=== WHAT YOU HAVE TO DO ===
State only the number of lines in the material below that contain the string "table".

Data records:
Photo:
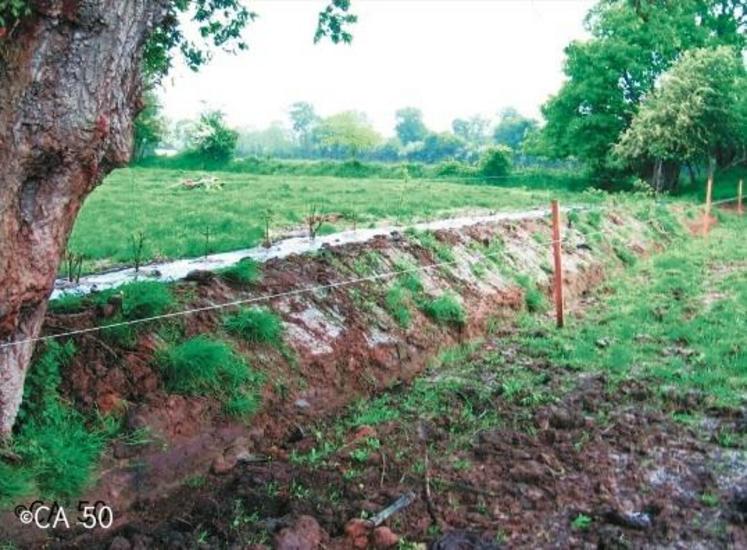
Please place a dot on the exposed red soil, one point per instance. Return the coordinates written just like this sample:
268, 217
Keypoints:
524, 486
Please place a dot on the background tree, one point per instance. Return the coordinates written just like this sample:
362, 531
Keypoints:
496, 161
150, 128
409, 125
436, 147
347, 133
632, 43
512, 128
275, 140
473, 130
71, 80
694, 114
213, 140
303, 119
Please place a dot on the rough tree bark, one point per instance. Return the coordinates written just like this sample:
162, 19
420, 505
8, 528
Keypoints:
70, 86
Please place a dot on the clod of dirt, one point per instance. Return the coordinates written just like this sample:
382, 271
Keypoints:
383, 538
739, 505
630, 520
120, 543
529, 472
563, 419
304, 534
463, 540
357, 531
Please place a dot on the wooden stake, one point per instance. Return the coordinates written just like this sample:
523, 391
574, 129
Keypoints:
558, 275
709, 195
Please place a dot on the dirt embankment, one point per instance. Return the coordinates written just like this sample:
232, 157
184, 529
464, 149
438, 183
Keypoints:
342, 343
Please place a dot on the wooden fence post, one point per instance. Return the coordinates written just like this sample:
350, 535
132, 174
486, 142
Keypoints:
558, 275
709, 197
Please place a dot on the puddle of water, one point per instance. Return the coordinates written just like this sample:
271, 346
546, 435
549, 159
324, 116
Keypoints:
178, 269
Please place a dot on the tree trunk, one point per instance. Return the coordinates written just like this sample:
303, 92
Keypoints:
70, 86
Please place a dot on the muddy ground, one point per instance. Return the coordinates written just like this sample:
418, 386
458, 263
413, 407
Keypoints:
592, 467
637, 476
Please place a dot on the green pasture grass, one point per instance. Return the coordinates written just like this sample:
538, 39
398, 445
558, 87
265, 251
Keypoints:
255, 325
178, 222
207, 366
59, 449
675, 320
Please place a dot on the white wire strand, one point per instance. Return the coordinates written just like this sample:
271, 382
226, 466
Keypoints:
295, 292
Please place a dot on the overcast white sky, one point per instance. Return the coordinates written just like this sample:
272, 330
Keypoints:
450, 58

---

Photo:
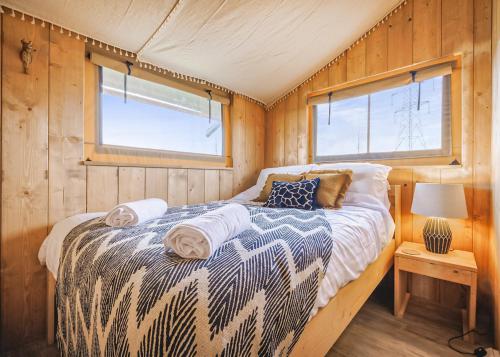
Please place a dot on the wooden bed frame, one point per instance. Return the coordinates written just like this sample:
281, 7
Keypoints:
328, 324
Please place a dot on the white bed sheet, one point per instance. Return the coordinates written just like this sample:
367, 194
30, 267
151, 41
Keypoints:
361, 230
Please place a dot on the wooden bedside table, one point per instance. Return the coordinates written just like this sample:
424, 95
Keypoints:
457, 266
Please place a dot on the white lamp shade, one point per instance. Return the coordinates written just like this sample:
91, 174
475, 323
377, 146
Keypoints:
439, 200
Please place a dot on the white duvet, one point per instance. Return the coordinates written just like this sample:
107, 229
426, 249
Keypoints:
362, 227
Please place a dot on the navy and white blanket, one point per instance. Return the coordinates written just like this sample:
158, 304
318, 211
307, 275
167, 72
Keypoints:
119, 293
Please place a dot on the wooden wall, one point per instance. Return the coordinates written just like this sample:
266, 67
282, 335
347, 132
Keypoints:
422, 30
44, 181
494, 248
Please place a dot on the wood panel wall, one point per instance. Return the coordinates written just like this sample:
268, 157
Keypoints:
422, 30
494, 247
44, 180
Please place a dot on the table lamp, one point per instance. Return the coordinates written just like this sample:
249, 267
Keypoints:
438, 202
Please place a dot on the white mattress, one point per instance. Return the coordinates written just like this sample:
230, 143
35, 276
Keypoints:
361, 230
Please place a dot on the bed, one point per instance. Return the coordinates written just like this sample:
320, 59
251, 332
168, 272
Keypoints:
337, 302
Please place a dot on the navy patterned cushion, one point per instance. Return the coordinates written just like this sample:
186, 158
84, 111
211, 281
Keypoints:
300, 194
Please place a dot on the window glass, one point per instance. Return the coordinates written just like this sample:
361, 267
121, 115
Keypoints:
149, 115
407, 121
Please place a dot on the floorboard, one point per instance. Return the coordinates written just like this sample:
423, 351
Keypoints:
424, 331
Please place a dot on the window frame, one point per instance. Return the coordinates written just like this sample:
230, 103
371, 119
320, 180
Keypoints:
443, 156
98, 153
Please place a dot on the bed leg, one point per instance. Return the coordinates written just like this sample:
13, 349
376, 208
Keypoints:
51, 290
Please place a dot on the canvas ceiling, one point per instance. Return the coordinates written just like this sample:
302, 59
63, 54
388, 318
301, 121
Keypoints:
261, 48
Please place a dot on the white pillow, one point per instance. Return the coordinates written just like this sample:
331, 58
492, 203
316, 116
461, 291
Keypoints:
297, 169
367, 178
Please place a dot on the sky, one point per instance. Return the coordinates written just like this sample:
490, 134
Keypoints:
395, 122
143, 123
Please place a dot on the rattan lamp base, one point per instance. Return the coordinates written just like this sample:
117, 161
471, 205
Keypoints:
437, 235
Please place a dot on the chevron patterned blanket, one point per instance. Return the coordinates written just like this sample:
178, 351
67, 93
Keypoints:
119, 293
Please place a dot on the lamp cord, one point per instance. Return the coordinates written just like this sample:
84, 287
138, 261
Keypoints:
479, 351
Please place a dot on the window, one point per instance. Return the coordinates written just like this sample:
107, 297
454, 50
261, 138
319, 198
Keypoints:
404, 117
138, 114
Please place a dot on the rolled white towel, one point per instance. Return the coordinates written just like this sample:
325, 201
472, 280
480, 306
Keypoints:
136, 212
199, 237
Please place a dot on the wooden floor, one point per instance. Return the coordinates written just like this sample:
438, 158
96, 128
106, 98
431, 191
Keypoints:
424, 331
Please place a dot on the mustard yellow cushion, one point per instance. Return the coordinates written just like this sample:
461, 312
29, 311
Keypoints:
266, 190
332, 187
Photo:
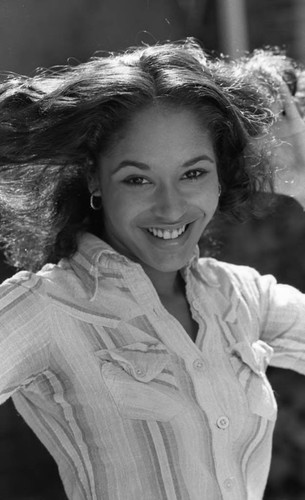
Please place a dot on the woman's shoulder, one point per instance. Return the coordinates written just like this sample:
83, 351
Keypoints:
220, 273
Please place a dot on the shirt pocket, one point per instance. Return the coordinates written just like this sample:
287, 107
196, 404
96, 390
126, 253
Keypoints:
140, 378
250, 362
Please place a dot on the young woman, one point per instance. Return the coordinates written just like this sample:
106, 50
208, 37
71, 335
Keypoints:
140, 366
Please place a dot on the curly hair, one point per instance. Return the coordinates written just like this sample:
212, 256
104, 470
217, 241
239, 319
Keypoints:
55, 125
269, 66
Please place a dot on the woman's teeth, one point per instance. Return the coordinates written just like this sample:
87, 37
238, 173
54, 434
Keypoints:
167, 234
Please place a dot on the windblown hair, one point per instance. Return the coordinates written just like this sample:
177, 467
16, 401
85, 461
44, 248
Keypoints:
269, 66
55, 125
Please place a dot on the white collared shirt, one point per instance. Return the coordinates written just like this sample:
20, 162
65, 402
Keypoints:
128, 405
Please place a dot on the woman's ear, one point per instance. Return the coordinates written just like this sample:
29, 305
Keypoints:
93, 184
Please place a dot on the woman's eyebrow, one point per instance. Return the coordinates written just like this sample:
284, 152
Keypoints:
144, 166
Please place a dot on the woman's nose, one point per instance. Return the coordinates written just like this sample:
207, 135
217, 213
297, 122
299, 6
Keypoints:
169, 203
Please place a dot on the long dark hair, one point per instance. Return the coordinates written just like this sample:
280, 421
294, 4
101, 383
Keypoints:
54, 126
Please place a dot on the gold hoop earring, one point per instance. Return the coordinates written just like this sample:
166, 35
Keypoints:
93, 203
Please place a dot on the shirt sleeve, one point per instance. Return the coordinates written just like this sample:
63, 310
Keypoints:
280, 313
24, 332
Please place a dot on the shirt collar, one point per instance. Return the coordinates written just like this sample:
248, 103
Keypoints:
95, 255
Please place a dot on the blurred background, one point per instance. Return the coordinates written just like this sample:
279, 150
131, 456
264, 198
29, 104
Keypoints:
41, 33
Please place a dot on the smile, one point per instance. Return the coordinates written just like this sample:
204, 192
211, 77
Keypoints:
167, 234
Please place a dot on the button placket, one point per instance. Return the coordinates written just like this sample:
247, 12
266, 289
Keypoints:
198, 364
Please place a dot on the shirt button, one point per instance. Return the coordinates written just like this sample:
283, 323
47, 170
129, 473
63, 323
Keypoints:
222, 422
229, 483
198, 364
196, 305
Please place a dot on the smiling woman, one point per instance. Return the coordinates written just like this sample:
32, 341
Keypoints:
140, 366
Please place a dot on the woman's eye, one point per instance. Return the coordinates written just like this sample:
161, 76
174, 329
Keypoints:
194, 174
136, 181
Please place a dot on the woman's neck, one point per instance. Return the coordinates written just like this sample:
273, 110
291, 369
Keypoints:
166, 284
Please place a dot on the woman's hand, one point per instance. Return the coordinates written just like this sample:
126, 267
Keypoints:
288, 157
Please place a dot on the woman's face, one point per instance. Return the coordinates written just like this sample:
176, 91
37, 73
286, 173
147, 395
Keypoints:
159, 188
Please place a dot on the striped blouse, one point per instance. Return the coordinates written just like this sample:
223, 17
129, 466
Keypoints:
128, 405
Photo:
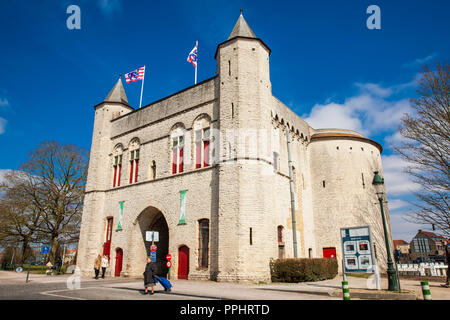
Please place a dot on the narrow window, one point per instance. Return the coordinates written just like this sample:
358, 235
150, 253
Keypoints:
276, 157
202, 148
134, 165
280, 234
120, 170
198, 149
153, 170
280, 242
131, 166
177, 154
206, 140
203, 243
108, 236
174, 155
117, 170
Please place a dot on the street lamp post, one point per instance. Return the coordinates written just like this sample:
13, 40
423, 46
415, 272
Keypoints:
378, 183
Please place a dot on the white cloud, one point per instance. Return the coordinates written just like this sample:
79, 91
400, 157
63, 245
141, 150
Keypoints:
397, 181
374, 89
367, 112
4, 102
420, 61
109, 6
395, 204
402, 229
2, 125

=== FINAL RESULT ===
2